--- INPUT DATA ---

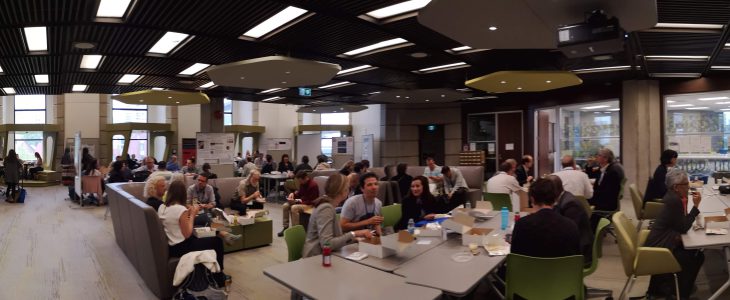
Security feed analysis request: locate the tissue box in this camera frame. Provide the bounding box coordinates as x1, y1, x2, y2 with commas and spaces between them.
461, 228, 492, 246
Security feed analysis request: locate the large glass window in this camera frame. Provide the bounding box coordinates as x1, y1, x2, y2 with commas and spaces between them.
112, 100, 147, 124
15, 95, 46, 124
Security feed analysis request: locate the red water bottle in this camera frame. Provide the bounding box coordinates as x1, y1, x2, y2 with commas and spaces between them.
322, 242, 332, 267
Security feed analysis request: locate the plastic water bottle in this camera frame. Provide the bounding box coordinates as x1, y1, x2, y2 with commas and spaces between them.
501, 207, 509, 230
408, 218, 416, 235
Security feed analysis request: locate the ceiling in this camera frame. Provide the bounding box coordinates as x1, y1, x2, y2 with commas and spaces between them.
0, 0, 730, 105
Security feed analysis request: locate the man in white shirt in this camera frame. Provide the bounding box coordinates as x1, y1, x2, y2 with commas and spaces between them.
487, 158, 529, 211
553, 155, 593, 199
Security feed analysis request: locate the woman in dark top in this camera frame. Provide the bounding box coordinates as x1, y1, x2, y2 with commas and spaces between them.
395, 176, 443, 231
644, 169, 705, 299
644, 149, 677, 203
277, 154, 294, 173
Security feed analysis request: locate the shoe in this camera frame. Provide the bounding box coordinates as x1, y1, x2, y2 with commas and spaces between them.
276, 227, 289, 237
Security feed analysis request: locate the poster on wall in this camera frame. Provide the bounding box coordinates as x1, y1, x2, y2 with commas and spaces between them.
195, 132, 236, 165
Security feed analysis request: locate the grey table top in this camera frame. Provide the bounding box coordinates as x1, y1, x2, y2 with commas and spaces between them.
264, 255, 441, 300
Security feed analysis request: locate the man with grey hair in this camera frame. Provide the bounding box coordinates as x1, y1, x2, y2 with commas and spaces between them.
644, 169, 705, 299
588, 148, 624, 211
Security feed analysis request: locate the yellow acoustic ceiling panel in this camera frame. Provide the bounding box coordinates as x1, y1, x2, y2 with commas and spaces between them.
112, 90, 210, 106
464, 71, 583, 93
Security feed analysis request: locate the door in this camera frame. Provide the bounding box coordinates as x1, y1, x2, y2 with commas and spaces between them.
497, 112, 523, 163
418, 124, 446, 166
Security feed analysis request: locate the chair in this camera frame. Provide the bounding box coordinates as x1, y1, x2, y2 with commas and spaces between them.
284, 225, 306, 261
629, 183, 664, 230
612, 211, 682, 299
583, 218, 613, 297
484, 193, 512, 211
505, 253, 585, 300
380, 204, 403, 228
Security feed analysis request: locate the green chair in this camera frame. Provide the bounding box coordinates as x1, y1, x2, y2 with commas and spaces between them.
505, 253, 585, 300
284, 225, 306, 261
612, 211, 682, 299
484, 193, 512, 211
583, 218, 613, 298
380, 204, 403, 228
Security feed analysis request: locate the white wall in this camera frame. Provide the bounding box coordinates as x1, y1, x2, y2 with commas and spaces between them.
350, 104, 383, 166
64, 93, 100, 139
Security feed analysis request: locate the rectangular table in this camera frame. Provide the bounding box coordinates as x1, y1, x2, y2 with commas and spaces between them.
264, 255, 441, 300
333, 237, 445, 272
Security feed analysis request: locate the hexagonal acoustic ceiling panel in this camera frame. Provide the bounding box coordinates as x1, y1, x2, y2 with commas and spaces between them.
206, 56, 342, 89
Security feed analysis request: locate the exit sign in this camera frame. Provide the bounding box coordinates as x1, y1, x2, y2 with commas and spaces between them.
299, 88, 312, 97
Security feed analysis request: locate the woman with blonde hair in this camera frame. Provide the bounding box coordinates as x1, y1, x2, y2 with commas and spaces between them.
302, 174, 373, 257
231, 170, 264, 215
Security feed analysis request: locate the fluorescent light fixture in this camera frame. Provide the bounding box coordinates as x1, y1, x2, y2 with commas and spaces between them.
33, 74, 49, 84
80, 54, 103, 70
23, 27, 48, 51
366, 0, 431, 19
573, 66, 631, 74
697, 97, 730, 101
96, 0, 132, 18
417, 62, 469, 73
580, 105, 611, 109
149, 31, 189, 54
180, 63, 210, 75
344, 38, 408, 56
261, 96, 284, 102
200, 81, 215, 89
243, 6, 307, 39
319, 81, 355, 89
118, 74, 139, 83
654, 23, 724, 29
259, 88, 286, 94
337, 65, 376, 75
71, 84, 88, 92
644, 55, 710, 61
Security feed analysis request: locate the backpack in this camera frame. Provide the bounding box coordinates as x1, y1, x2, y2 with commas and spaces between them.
173, 264, 228, 300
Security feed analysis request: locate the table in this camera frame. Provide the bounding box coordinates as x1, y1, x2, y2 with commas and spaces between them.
333, 237, 445, 273
264, 255, 441, 300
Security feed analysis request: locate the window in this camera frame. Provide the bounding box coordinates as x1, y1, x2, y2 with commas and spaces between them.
15, 95, 46, 125
14, 131, 43, 161
112, 100, 147, 124
223, 98, 233, 126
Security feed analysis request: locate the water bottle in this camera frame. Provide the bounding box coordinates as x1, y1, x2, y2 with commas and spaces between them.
501, 207, 509, 230
408, 218, 416, 235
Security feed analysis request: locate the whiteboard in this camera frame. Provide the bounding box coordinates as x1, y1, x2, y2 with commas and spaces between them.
292, 134, 322, 168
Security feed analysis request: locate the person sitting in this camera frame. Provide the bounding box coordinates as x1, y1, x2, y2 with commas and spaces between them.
276, 154, 294, 174
277, 170, 319, 236
644, 169, 705, 299
302, 174, 372, 257
588, 148, 624, 211
200, 163, 218, 179
546, 175, 593, 267
643, 149, 678, 203
294, 155, 312, 174
553, 155, 593, 199
390, 163, 412, 197
510, 178, 581, 257
515, 155, 534, 186
231, 170, 264, 215
144, 175, 167, 211
394, 176, 449, 231
28, 152, 43, 179
441, 166, 469, 210
165, 155, 180, 172
182, 158, 199, 175
340, 173, 383, 235
157, 181, 235, 286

--- TO DO ---
Express every line of the entries above as a JSON list of strings, one string per line, with blank lines left out. Leave the pictures out of the list.

--- SOLVED EXERCISE ---
[
  "Security feed analysis request: locate the tissue box in this camera frame. Provide the bounding box coordinates as x1, y1, x2, y2 with commas and spaces between them.",
  "461, 228, 492, 246",
  "Security feed analysis request: locate the large glass window in this camera frame. Provide the bounding box coordinates as x1, y1, x2, y2 with commas and spaces between them.",
  "112, 100, 147, 124",
  "15, 95, 46, 124",
  "Security feed analysis request: locate the red water bottle in this camera frame. Provide the bounding box coordinates as x1, y1, x2, y2 with commas and spaces between them.",
  "322, 242, 332, 267",
  "Security feed analysis request: locate the plastic water bottle in this camera frame. Provide the bounding box coordinates as x1, y1, x2, y2 with commas and spaces between them.",
  "501, 207, 509, 230",
  "408, 218, 416, 235",
  "Security feed analysis request: locate the ceiling in this camera frame. Provide the bounding box coordinates as x1, y1, x2, y2 with commas and spaces between them.",
  "0, 0, 730, 105",
  "Security feed analysis request: locate the man in white shirt in this camera frame. Provide the bounding box coordinates as x1, y1, x2, y2 with commas and spaces between them.",
  "487, 158, 529, 211",
  "553, 155, 593, 199",
  "Security feed analysis request: locate the woman in dark top in this camera frame. Provide the bounding box coordinates as x1, y1, x2, y2 with commas and spaces between them.",
  "395, 176, 443, 231",
  "644, 169, 705, 299",
  "644, 149, 677, 203",
  "277, 154, 294, 173",
  "Security feed analysis request: locate the shoe in this camera frame. Provide the bounding box coordinates as x1, y1, x2, y2 with commas and spaces between them.",
  "276, 227, 289, 237",
  "Security feed analysis request: locate the poster on wall in this camera frame. Provide the bounding box coordinates as x1, y1, x2, y2 with commas and spaces between them.",
  "195, 132, 236, 165",
  "Security feed analysis request: locate the grey table top in this camera frame. Provide the bounding box coordinates as x1, y1, x2, y2 with commas and spaces between them.",
  "264, 255, 441, 300",
  "Security feed analysis request: locate the man with grey hair in this camera frame. Provide the bounding box coordinates as x1, y1, x2, y2 with commas and spaces between them.",
  "644, 169, 705, 299",
  "588, 148, 624, 211",
  "Security feed analysis request: locate the yellow acoustic ceiling panel in this camera frame. Provide the bounding box coordinates as x1, y1, x2, y2 with commas and spaces between them.",
  "112, 90, 210, 106",
  "464, 71, 583, 93",
  "Security feed analysis request: locate the door in this camera frame. Provide the bounding box coordinates as x1, y1, x2, y2 with commas and spaces between them.",
  "497, 112, 523, 163",
  "418, 124, 446, 166",
  "Security feed analysis request: locate the chair in this camera frame. Provide the bounding box coordinates as x1, y1, x2, y2 with commas and spaces between them.",
  "284, 225, 306, 261",
  "629, 183, 664, 230",
  "612, 211, 682, 299",
  "583, 218, 613, 297",
  "484, 193, 512, 211",
  "505, 253, 585, 300",
  "380, 204, 403, 228",
  "Security feed analysis request: locate the green chair in this camera frame. Provide the bounding box coordinates as x1, y1, x2, y2 with commas and spaces between them.",
  "505, 253, 585, 300",
  "284, 225, 306, 261",
  "612, 211, 682, 299",
  "484, 193, 512, 211",
  "583, 218, 613, 298",
  "380, 204, 403, 228",
  "Security feed analysis request: locate the white wall in this camera frame. Provide the bounding box coordinates as x1, y1, x2, y2 with commas and spaces between them.",
  "350, 104, 383, 166",
  "64, 93, 100, 139",
  "Security feed analysis request: locate the rectangular table in this camera frame. Provide the bounding box coordinates as x1, y1, x2, y2 with commas and spaces between them.",
  "264, 255, 441, 300",
  "333, 237, 445, 272",
  "Security feed analysis request: locate the hexagonal acoustic ceiling panel in this camera frame. Provide the bounding box coordinates as x1, y1, x2, y2 with commas and spaces between them.",
  "206, 56, 342, 89",
  "Security feed analysis request: locate the exit sign in this camera frame. Provide the bounding box coordinates as x1, y1, x2, y2 with commas and spaces between them.",
  "299, 88, 312, 97",
  "Security feed analysis request: locate the woman with blonde hair in this camera frame. Provide the bounding box coordinates as x1, y1, x2, y2 with commas and spaces between them.",
  "302, 174, 373, 257",
  "231, 170, 264, 215",
  "Security feed analysis request: locate the fluorescent light fixture in this camera frame. Provide the bounding box coordinates as x1, y1, x2, y2 with commas and spaces between them.",
  "33, 74, 49, 84",
  "80, 54, 103, 70",
  "23, 27, 48, 51",
  "366, 0, 431, 19",
  "573, 66, 631, 74",
  "697, 97, 730, 101",
  "96, 0, 132, 18",
  "417, 62, 469, 73",
  "580, 105, 611, 109",
  "149, 31, 189, 54",
  "180, 63, 210, 75",
  "344, 38, 408, 56",
  "261, 96, 284, 102",
  "200, 81, 215, 89",
  "243, 6, 307, 39",
  "319, 81, 355, 89",
  "118, 74, 139, 83",
  "654, 23, 724, 29",
  "259, 88, 286, 94",
  "337, 65, 376, 75",
  "71, 84, 88, 92",
  "644, 55, 710, 61",
  "Security feed analysis request: locate the backpack in this camera frame. Provide the bounding box coordinates as x1, y1, x2, y2 with commas and spaces between them.",
  "173, 264, 228, 300",
  "Security feed analysis request: locate the table in this camera frame. Provide the bounding box coordinates as x1, y1, x2, y2 with commas and spaces between them.",
  "333, 237, 445, 273",
  "264, 255, 441, 300",
  "Security feed analysis request: locate the window in this camera frame. Provide the bounding box coordinates as x1, y1, x2, y2 with commas and spaces between them.",
  "15, 95, 46, 125",
  "14, 131, 43, 161",
  "112, 100, 147, 124",
  "223, 98, 233, 126",
  "Security feed analysis request: locate the water bottle in this camera frame. Provide the bounding box coordinates as x1, y1, x2, y2 with commas and spaces between them.",
  "501, 207, 509, 230",
  "408, 218, 416, 235",
  "Security feed analysis request: locate the whiteboard in this camera frame. Provide the bounding box coordinates as x1, y1, x2, y2 with commas and spaces between them.",
  "292, 134, 322, 168",
  "Security feed analysis request: locate the person sitting in this camera frame. Provide the bounding box coordinates as x1, y1, x2, y2 with commas and spaces between them.",
  "276, 154, 294, 174",
  "277, 170, 319, 236",
  "644, 169, 705, 299",
  "302, 174, 372, 257",
  "588, 148, 624, 211",
  "200, 163, 218, 179",
  "546, 175, 593, 267",
  "643, 149, 678, 203",
  "294, 155, 312, 174",
  "553, 155, 593, 199",
  "390, 163, 412, 197",
  "510, 178, 581, 257",
  "515, 155, 534, 186",
  "231, 170, 264, 215",
  "144, 175, 167, 211",
  "394, 176, 449, 231",
  "28, 152, 43, 179",
  "441, 166, 469, 210",
  "165, 155, 180, 172",
  "182, 158, 199, 175",
  "340, 173, 383, 235",
  "157, 181, 235, 286"
]